Data to use ->
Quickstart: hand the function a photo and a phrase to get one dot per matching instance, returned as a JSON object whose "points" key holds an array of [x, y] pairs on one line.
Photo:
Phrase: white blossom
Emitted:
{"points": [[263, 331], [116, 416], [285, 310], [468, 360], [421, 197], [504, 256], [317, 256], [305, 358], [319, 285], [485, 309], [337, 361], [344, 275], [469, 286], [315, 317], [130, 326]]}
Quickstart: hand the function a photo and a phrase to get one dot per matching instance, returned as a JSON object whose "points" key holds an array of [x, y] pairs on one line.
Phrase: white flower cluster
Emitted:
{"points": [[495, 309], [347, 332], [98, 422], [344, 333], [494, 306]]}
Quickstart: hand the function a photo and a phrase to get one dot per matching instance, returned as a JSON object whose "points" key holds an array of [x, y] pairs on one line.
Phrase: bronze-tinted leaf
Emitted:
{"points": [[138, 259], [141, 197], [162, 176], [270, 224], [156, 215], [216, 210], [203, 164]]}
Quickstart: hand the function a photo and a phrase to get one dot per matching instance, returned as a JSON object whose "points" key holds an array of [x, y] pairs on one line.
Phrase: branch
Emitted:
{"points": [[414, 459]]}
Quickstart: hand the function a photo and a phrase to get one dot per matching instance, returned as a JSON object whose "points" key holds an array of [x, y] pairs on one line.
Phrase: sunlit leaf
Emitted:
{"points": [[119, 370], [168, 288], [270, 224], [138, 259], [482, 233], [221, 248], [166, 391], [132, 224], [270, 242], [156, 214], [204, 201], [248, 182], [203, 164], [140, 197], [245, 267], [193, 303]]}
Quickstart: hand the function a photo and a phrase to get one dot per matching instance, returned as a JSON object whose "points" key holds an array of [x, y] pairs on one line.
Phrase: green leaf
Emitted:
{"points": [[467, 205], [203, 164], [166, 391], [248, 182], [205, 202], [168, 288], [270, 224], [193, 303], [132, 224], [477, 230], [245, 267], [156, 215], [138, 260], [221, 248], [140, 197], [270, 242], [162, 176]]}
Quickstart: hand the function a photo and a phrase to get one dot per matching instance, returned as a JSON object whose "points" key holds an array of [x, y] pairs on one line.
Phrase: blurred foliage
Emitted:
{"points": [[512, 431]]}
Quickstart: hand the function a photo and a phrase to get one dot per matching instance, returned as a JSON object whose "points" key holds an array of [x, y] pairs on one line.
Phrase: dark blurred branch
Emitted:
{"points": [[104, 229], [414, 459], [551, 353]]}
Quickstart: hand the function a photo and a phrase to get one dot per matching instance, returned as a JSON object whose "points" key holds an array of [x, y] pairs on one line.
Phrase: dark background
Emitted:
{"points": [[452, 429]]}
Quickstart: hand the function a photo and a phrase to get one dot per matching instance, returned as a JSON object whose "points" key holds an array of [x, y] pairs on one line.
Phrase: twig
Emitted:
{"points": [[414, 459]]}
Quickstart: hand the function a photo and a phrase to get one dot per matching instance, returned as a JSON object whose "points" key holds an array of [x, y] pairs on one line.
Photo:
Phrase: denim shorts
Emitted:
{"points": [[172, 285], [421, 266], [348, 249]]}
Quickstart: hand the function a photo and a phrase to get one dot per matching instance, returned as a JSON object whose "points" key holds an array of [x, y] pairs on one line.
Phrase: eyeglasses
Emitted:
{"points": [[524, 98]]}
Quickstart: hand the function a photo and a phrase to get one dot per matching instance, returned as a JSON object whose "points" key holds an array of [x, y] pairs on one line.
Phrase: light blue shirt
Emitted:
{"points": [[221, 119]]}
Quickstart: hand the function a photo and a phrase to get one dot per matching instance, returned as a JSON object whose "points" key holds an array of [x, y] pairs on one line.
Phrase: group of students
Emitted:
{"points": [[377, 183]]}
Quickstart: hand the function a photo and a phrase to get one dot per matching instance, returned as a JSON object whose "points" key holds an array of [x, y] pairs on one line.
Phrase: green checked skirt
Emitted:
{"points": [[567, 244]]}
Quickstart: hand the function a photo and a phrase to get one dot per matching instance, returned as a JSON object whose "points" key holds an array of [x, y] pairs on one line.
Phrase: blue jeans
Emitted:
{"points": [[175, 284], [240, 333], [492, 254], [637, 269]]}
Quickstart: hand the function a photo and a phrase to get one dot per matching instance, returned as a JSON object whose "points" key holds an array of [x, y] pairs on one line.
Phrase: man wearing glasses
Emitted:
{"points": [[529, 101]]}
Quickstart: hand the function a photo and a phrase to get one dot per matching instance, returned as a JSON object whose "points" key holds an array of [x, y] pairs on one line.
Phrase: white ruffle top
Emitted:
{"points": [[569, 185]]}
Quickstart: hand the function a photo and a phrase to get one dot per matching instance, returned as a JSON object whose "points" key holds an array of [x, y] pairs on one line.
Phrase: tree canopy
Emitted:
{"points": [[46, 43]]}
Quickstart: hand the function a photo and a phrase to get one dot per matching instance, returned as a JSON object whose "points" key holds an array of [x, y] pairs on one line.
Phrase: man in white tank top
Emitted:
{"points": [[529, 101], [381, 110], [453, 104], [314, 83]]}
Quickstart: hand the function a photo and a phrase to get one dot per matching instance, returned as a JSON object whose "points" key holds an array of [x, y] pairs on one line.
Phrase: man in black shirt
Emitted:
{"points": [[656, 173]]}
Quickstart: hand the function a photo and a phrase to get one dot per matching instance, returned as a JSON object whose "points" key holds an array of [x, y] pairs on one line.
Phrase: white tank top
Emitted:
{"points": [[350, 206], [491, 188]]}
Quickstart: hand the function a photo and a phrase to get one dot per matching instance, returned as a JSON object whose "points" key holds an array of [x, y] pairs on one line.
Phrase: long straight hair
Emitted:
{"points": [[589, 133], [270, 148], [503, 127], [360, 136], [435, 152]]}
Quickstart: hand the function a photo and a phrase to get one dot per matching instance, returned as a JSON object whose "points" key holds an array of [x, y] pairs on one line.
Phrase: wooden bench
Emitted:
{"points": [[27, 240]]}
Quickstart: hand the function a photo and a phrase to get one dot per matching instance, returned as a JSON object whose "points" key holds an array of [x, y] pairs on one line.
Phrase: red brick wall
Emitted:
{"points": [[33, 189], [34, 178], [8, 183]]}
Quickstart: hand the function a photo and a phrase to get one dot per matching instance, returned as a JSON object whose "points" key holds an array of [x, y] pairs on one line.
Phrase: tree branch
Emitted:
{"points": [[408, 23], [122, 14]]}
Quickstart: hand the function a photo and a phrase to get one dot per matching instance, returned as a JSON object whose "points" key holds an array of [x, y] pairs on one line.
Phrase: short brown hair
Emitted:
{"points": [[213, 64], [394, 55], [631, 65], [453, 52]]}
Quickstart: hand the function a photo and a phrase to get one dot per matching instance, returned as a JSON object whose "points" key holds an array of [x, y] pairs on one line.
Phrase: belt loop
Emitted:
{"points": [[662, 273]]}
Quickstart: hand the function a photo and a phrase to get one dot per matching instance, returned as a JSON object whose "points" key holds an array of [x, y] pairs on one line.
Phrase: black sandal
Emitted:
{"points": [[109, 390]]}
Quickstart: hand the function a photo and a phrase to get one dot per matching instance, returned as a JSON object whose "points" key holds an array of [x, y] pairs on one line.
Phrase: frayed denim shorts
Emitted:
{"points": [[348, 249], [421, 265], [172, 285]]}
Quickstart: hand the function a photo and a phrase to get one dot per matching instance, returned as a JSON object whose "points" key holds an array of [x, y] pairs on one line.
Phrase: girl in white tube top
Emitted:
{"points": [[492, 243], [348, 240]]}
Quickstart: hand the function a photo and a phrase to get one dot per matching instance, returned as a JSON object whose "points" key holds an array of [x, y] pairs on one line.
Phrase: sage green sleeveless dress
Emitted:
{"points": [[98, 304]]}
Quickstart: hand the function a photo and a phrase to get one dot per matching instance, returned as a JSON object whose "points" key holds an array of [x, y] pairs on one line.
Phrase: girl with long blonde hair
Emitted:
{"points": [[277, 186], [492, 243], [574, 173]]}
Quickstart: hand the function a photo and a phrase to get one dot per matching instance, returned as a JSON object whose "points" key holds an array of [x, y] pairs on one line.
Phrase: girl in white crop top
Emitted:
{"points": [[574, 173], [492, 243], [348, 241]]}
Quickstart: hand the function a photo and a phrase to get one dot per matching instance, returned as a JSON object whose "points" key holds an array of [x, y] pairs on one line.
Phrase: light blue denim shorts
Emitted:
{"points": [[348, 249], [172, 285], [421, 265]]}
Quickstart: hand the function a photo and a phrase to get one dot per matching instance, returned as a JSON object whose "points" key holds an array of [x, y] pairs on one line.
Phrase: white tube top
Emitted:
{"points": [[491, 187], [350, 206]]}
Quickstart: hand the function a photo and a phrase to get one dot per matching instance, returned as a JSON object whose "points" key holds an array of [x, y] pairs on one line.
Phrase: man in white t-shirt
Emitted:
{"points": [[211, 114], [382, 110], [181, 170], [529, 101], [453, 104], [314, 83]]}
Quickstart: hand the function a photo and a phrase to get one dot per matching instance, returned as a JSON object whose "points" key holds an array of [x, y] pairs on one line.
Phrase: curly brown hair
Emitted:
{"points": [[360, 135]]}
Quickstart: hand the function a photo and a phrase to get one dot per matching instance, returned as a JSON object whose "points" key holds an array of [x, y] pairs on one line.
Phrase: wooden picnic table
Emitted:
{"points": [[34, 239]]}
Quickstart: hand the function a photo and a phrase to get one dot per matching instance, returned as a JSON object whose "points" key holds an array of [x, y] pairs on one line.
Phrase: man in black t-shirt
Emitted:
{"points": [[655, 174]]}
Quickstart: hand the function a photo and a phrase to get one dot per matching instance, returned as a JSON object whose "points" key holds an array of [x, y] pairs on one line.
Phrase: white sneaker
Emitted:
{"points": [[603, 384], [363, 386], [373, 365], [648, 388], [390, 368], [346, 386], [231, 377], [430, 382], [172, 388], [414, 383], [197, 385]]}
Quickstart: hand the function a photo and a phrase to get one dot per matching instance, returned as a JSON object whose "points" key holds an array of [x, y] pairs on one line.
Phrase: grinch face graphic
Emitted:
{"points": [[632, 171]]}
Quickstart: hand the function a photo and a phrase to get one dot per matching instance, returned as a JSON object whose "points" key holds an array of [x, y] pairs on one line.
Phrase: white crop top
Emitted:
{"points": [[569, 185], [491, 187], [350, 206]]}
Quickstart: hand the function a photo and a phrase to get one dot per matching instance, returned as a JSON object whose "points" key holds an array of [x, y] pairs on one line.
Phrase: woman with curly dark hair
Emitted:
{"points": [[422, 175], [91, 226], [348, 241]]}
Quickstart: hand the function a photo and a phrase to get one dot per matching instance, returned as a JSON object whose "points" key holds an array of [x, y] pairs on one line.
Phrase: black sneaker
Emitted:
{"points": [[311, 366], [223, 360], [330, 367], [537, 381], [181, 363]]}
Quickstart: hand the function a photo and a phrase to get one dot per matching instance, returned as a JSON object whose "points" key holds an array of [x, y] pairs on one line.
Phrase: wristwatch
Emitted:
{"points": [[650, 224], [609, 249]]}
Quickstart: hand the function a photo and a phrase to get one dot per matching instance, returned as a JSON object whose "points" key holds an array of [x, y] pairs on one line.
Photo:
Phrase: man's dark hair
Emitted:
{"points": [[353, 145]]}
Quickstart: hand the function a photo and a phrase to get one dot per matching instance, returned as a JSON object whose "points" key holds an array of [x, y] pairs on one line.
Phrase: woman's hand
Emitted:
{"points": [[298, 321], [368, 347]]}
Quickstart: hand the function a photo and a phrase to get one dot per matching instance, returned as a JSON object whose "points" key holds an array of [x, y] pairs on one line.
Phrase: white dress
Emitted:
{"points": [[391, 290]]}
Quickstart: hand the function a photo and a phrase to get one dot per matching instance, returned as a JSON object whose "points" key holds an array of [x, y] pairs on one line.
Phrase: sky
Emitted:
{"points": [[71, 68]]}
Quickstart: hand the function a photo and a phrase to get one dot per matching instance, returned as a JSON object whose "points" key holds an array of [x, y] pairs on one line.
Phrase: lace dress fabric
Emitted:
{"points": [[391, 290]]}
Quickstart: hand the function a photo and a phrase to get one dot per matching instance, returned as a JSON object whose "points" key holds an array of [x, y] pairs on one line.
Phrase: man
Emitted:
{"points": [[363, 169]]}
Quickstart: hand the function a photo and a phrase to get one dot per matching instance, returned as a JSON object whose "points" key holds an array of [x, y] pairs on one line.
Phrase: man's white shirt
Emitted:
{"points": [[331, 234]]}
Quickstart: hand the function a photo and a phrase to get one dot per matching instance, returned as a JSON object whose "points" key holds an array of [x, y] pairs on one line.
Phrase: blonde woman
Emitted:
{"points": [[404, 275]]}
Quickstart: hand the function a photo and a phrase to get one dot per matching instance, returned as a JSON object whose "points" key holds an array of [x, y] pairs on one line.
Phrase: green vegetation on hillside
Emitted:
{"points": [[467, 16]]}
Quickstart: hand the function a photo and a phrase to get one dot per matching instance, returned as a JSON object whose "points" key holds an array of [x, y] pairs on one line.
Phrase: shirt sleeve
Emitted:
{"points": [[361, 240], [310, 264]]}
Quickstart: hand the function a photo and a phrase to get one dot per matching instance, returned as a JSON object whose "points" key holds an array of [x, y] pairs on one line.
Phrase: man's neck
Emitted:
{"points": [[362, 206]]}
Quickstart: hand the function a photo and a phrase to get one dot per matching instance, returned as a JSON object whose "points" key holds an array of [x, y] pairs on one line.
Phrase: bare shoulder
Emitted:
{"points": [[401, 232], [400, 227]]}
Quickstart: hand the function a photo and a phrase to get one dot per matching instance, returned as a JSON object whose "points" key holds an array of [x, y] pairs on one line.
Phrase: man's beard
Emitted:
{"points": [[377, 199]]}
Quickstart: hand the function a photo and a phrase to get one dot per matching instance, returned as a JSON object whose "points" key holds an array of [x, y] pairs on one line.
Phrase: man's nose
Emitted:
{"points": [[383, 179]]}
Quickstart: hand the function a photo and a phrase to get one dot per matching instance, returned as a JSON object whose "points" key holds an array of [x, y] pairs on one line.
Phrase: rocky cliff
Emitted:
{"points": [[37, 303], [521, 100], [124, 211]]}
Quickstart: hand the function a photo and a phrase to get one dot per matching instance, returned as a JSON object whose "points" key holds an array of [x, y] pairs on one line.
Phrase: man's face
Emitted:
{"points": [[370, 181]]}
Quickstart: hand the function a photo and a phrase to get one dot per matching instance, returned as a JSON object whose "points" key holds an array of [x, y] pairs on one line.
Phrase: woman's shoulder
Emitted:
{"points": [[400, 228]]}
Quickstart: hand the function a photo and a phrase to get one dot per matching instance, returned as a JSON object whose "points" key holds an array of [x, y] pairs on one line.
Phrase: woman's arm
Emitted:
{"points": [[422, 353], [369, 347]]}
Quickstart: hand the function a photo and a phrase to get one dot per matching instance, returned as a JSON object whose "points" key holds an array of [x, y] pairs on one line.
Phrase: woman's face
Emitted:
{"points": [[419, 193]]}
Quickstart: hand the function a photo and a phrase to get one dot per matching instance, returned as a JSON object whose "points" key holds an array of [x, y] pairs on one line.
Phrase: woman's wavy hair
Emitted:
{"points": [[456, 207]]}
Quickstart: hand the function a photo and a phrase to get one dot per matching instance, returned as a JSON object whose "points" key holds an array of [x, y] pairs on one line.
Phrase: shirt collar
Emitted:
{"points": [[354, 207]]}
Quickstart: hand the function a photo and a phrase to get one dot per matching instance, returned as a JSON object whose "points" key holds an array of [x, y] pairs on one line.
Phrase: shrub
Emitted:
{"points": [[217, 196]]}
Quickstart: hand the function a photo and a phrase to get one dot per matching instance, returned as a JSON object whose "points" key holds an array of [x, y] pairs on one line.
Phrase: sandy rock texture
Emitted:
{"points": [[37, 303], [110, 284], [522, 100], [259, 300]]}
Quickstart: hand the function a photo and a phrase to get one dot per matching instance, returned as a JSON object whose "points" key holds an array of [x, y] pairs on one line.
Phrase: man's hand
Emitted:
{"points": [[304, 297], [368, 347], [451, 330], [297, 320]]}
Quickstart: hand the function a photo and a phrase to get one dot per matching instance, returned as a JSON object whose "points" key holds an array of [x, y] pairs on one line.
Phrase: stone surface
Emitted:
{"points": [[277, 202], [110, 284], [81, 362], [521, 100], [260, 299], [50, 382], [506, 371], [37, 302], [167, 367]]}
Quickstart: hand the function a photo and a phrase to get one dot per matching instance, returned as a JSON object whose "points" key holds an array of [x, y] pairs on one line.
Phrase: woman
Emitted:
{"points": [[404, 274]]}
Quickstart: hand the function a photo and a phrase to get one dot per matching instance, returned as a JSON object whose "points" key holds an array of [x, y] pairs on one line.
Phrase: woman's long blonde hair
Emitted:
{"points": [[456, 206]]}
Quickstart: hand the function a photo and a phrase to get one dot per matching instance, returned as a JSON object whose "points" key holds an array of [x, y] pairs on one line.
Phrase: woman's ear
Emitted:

Task to complete -> Pick out each line of the data above that contains the word "tank" with the same capitalization, and copy those lines.

Answer to this exercise ->
Phrase: man in white tank top
Phrase: white tank top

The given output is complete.